--- Required task ---
Copy out the records word for word, starting at their first line and ending with the line that contains "<point>138,204</point>".

--- Provided records ---

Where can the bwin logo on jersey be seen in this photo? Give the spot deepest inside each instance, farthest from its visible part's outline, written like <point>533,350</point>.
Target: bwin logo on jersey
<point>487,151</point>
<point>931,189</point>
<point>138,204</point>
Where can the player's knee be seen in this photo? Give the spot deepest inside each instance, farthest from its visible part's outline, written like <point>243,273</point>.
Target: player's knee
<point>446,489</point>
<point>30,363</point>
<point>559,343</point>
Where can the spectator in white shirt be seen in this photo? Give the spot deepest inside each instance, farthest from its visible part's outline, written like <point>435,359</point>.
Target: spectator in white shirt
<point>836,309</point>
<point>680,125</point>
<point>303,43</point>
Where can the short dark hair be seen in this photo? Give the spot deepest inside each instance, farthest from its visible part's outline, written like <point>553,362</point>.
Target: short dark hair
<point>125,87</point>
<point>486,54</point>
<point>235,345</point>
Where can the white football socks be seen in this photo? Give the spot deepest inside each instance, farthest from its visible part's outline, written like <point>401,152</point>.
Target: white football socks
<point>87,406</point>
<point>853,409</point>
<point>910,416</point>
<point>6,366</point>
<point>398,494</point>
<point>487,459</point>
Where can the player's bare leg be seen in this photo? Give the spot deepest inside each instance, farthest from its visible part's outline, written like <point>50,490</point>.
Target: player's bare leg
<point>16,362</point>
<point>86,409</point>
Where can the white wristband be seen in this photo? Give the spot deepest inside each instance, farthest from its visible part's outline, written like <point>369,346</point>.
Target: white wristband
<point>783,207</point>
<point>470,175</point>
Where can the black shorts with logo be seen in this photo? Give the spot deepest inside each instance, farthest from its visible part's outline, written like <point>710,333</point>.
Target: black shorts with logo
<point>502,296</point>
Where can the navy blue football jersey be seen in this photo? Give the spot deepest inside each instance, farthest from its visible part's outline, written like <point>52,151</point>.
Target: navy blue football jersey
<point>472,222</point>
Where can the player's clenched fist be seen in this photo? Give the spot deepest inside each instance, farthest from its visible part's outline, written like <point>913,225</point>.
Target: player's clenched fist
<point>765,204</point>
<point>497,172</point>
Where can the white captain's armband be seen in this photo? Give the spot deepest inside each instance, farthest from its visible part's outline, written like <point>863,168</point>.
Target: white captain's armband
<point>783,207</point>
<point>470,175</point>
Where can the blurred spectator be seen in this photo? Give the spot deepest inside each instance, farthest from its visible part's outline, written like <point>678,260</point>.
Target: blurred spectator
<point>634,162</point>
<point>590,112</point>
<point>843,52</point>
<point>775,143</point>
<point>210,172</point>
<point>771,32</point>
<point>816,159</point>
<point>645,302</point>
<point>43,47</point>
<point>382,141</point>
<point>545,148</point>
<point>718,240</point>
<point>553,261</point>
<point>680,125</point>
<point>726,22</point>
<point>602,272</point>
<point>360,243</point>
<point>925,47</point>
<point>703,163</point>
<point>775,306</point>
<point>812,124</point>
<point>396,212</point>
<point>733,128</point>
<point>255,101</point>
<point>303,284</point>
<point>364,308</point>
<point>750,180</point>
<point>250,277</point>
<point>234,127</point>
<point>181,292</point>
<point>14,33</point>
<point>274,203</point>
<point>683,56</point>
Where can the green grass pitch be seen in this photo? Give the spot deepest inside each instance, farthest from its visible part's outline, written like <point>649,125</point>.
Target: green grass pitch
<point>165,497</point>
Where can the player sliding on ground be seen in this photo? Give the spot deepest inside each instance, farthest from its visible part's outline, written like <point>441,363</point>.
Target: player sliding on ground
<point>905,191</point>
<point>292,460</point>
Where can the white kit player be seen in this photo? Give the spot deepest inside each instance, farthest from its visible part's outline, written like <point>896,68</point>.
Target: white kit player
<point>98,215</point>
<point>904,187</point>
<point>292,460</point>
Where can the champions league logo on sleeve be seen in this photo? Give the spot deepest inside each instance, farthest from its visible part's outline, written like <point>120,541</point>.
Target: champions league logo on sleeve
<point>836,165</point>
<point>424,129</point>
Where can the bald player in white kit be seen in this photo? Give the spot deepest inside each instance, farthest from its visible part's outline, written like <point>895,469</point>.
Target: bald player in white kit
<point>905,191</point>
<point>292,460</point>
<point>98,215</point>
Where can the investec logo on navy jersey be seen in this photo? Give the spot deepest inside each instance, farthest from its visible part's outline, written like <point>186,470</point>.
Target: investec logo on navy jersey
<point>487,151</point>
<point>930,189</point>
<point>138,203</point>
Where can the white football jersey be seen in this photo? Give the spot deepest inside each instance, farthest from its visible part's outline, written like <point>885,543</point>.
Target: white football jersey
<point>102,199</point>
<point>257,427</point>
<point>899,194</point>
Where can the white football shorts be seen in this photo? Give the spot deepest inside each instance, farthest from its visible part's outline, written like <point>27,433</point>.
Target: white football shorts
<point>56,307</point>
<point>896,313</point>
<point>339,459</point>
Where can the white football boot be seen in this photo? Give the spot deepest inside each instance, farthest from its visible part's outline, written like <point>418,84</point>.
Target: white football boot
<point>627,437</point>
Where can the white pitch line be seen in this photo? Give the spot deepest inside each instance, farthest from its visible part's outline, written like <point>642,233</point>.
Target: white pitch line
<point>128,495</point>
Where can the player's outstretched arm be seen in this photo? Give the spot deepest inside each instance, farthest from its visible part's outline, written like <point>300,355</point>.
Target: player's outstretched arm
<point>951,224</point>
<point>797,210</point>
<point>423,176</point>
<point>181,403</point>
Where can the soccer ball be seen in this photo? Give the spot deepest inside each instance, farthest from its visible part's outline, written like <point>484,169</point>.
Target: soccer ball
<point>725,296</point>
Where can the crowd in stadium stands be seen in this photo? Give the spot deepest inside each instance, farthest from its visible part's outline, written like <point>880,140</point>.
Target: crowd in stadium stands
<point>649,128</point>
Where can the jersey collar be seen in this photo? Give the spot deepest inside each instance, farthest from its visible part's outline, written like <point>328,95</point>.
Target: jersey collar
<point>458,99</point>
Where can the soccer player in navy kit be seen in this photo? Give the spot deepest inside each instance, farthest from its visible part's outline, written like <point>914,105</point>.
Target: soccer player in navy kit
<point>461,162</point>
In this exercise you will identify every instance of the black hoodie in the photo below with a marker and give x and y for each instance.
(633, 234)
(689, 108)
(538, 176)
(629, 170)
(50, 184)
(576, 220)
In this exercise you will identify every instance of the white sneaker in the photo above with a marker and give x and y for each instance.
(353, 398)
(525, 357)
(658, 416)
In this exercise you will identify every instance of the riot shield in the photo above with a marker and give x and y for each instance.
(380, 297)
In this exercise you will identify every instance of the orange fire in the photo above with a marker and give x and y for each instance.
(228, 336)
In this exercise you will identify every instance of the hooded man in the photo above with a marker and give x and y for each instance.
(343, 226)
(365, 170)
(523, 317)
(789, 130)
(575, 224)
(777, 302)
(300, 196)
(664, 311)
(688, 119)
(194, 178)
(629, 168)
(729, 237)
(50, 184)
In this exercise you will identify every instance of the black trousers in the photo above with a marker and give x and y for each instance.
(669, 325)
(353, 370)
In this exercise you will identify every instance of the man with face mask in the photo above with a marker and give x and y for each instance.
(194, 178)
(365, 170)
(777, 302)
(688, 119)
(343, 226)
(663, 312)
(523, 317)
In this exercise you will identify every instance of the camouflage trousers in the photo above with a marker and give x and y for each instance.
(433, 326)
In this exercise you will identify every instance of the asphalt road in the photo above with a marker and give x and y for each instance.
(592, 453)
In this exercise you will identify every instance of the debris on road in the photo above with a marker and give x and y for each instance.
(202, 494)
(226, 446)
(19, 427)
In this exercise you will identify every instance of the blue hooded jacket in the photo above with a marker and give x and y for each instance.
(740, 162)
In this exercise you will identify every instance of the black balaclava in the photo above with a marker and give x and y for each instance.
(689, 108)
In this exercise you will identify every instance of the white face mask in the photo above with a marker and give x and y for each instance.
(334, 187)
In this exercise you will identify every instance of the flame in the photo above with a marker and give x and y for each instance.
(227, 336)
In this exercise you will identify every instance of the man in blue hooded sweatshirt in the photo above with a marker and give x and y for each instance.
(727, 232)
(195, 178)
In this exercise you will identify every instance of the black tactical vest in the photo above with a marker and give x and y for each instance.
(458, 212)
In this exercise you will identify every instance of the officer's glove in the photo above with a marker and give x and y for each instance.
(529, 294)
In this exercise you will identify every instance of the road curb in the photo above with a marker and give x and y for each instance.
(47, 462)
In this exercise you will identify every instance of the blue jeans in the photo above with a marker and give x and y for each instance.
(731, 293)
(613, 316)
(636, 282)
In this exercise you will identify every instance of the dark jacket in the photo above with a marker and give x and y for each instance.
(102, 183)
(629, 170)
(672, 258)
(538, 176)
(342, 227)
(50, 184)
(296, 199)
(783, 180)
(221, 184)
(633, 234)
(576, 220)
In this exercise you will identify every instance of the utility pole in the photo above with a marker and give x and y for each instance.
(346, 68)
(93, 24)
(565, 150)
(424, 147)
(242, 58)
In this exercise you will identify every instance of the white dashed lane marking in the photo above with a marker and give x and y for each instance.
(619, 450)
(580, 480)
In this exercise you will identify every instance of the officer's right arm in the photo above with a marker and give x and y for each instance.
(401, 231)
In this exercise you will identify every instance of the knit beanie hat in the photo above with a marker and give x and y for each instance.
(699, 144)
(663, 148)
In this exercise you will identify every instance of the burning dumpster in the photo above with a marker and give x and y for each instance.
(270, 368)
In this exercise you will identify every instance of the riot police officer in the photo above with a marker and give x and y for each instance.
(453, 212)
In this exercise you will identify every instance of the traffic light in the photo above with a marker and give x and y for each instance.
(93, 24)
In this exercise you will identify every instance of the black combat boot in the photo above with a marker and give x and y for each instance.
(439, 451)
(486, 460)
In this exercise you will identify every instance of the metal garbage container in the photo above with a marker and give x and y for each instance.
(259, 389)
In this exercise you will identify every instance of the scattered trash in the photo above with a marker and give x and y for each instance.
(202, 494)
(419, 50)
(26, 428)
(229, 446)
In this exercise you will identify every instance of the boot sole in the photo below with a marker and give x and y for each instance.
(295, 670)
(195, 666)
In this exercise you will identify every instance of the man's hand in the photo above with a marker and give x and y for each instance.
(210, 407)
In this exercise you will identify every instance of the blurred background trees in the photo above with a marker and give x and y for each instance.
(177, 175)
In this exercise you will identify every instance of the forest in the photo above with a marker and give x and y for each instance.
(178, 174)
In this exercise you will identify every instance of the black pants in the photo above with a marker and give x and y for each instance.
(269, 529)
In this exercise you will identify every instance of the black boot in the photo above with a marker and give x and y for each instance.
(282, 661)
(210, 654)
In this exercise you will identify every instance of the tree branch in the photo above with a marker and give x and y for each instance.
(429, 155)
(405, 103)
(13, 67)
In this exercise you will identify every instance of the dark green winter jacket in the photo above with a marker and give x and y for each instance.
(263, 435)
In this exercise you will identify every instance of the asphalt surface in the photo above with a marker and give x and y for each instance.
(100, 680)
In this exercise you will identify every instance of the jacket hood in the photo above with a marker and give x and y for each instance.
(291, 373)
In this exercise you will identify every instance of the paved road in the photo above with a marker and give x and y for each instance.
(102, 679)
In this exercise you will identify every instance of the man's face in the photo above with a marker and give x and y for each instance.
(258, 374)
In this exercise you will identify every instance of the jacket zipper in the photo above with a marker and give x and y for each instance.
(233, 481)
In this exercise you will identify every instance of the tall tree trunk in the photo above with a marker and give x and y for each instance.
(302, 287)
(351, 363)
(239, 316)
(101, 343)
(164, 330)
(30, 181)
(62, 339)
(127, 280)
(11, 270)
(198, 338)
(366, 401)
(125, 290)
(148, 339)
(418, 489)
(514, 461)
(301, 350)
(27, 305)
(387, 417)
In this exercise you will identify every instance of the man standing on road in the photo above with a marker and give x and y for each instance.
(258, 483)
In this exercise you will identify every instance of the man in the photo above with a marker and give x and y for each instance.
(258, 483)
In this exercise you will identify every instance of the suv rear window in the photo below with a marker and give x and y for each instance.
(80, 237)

--- Full solution ---
Where can the bwin logo on jersey be seen in this photo? Give the spot deepest inside each instance, farthest from its visible part's outline, written like <point>533,350</point>.
Target: bwin logo on jersey
<point>487,151</point>
<point>931,189</point>
<point>138,204</point>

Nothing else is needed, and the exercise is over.